What you should do ::
Resume the report on the Asosan volcano, writing on from its last sentence.
++++ Excerpt to read
Report on Asosan (Japan) — September 2011
Bulletin of the Global Volcanism Network, vol. 36, no. 9 (September 2011)
Managing Editor: Richard Wunderman.
Asosan (Japan) Small ash-bearing eruptions during May and to lesser extent in June 2011
Please cite this report as:
Global Volcanism Program, 2011. Report on Asosan (Japan) (Wunderman, R., ed.). Bulletin of the Global Volcanism Network, 36:9. Smithsonian Institution. https://doi.org/10.5479/si.GVP.BGVN201109-282110
32.8849°N, 131.085°E; summit elev. 1592 m
All times are local (unless otherwise noted)
After small ash-bearing eruptions, the Alert Level on Aso was raised from 1 to 2 (on a scale of 1-5) on 17 May 2011. Aso, the largest volcano in SW Japan, consists of a large, 24-km-diameter caldera located on the Japanese island of Kyushu (figure 26). Under normal conditions the area within the caldera is restricted and, with the raising of the Alert Level, authorities restricted entry within 1 km of Naka-dake cone, containing one of the active craters that comprise the Aso volcanic complex.
|Figure 26. Map of the main islands of Japan; Mt. Aso is on the Island of Kyushu. Map from Wordtravels.com.|
Fumarole temperature from hydrogen isotopic ratios. The temperature of fumarole gas is a primary observation used at many volcanoes. Tsunogai and others (2011) describe a method of using hydrogen isotope ratios to determine fumarolic temperature. Because the isotopes can be collected at a distance from the vent and without entering the crater, this method offers several advantages. Aso was one of the volcanoes where this technique was applied because it has a deep crater that makes direct sampling and at-vent measurements impractical. Direct sampling of gases is potentially far more hazardous. Infrared measurements may suffer bias when cooled, outgassed material, such as ash, obstructs the hotter portions of the plume. Such measurements could understate the emission's radiant heat and thus its temperature.
We previously published a topographic map depicting the Aso caldera and the location of Naka-dake within the caldera (BGVN 19:09 ), one of 17 central cones. Of these, Naka-dake is the most active. Naka-dake has a crater lake at its summit that contributes to its tendency towards phreatic and mud eruptions.
Aso resides in a National Park of the same name. Naka-dake is easily accessible by public transport and is a popular tourist destination. The rims of the active crater area contain parking and viewpoints accessible by toll road or the Arcosan Ropeway (steel-cabled aerial tramway). At the rim, massive concrete structures offer some protection from falling ballistics in the case of sudden explosions. Another attraction in the area is the Aso Volcano Museum, which features a webcam and photos of phreatic eruptions at Aso.
Aso has been highly active in recent years, but rarely to an extent where it has become dangerous to people. Aso erupted from 10 June 2003 to 14 Jan 2004 (BGVN 29:01). During that time Aso mainly erupted mud, associated with volcanic tremors, and a small amount of ash. A rise in thermal activity in the area may have been a contributing factor in the eruption (Volcano Research Center, University Tokyo). On 14 April 2005, the volcano erupted again, forcing five tourists to be evacuated after hundreds of small earthquakes were detected in the prior two weeks.
++++++++
++++ Excerpted records
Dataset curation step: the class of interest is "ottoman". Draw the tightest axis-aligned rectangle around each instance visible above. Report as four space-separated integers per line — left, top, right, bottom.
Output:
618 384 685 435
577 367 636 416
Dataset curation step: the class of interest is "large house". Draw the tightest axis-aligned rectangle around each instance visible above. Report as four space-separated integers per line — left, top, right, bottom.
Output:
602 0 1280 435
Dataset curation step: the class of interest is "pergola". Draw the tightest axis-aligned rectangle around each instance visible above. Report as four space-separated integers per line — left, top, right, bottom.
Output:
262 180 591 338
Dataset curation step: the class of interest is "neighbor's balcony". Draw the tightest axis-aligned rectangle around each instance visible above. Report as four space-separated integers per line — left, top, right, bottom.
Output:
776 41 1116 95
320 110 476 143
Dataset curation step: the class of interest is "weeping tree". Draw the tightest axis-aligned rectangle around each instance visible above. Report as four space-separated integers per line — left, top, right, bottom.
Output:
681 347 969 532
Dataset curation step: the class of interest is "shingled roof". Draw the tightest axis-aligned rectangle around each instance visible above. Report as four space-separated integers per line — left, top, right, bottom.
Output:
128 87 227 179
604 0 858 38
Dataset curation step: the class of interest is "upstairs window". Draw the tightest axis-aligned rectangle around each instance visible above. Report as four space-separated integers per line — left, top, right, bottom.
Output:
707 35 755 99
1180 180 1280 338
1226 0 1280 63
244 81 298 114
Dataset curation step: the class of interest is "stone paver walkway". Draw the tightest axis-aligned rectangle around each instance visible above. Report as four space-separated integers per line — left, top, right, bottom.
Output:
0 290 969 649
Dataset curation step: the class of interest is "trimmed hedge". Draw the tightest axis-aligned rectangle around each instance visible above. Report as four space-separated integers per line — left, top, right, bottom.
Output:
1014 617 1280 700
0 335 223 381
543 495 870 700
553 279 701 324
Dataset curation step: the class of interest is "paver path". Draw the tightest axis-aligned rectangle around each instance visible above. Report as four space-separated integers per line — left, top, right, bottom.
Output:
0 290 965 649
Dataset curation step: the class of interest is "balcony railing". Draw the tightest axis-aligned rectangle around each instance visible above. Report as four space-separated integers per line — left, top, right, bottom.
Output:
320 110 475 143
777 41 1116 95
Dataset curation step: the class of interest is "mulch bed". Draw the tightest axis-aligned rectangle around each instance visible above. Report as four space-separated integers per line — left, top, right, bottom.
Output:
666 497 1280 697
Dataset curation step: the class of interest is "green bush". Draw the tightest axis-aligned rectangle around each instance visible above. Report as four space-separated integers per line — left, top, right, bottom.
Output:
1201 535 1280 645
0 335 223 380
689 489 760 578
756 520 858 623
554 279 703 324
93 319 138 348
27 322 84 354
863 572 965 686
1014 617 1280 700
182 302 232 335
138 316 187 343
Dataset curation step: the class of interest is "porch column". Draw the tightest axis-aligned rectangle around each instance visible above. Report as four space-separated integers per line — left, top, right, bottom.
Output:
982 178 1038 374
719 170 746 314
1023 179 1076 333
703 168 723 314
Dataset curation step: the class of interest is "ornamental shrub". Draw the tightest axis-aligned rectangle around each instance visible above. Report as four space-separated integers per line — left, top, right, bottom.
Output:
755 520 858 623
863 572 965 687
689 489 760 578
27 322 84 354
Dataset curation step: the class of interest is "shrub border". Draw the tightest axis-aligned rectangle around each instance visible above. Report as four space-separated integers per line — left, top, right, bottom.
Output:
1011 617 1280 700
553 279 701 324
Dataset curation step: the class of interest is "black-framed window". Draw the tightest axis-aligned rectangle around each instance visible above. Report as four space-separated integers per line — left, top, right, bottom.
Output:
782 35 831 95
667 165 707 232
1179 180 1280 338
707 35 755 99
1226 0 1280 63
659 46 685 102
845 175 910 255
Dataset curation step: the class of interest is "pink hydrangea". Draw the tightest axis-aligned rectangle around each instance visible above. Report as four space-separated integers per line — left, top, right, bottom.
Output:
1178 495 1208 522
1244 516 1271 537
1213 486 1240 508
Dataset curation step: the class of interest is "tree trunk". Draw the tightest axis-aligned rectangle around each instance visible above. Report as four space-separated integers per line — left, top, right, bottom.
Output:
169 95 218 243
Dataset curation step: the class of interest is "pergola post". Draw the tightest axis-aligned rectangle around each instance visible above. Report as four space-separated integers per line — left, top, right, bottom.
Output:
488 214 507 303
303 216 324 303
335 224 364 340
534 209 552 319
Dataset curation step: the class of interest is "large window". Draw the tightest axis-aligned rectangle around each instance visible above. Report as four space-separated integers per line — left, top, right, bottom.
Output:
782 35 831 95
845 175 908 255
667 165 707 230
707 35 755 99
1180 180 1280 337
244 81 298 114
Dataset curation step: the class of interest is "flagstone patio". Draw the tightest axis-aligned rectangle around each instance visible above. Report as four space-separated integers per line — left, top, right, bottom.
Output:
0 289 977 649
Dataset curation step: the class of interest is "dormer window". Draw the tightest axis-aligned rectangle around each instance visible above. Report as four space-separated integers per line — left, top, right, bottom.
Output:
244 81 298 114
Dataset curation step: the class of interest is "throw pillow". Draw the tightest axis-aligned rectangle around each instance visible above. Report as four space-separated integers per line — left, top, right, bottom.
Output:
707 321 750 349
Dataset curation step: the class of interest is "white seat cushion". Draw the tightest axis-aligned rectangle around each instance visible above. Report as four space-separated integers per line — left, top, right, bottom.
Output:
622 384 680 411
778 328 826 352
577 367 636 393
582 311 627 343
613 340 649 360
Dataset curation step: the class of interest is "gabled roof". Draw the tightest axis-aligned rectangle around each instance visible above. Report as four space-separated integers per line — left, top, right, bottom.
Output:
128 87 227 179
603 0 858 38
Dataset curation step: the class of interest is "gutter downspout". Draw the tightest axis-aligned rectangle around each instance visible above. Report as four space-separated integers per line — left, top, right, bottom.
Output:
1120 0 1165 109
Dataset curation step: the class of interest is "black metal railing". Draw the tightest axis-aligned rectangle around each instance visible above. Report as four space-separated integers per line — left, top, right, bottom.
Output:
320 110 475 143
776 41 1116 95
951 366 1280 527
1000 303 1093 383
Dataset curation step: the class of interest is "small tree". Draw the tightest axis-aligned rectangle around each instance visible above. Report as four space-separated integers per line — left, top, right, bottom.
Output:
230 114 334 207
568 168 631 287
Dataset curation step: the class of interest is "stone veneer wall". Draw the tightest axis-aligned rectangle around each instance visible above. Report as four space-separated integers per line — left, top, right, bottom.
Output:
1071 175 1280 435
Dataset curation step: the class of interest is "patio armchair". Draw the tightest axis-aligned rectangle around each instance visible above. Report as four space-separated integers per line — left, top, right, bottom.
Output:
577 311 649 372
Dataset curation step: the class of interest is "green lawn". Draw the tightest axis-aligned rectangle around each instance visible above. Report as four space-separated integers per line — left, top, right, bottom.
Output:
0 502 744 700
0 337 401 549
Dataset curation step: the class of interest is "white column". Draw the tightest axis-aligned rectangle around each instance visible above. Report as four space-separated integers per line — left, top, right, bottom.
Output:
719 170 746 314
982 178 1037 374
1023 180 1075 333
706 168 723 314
++++++++
Answer to this exercise ::
May-June 2011 unrest. The latest series of eruptions began on 6 May 2011 with mud erupting about 5-10 m from the hot caldera lake. On 13 May the temperature of fumarolic emissions in the caldera had increased. The Japan Meteorological Agency noted that "A small volcanic flame [glow?] has been observed at nights at the crater pits in the center of Naka-dake." On 15 May, Naka-dake erupted a small amount of ash, with the plume rising to an altitude of 2.1 km. One approach to measuring areas of elevated temperature involves infrared photographs. Visible and infrared photos of Naka-dake crater documented temperature increases in the crater from 21 April to 15 May (figure 27). The temperature of fumarolic emissions in the crater reached around 370°C (the temperature measurement method was not disclosed).
|Figure 27. Visible (left) and infrared (right) images on two different days (contact JMA for temperature scales). a) 21 April 2011 and b) 15 May 2011. Courtesy of JMA.|
On 16 May, an eruption sent one plume to an altitude of 1.8-2.1 km and another ash plume to 2.4 km, according to the Tokyo Volcanic Ash Advisory Center. A video depicting the plume that day can be found on Youtube (Asahi.com, 2011). The video shows aerial footage of the plume, which is bent downwind. The emission is constant but not vigorous.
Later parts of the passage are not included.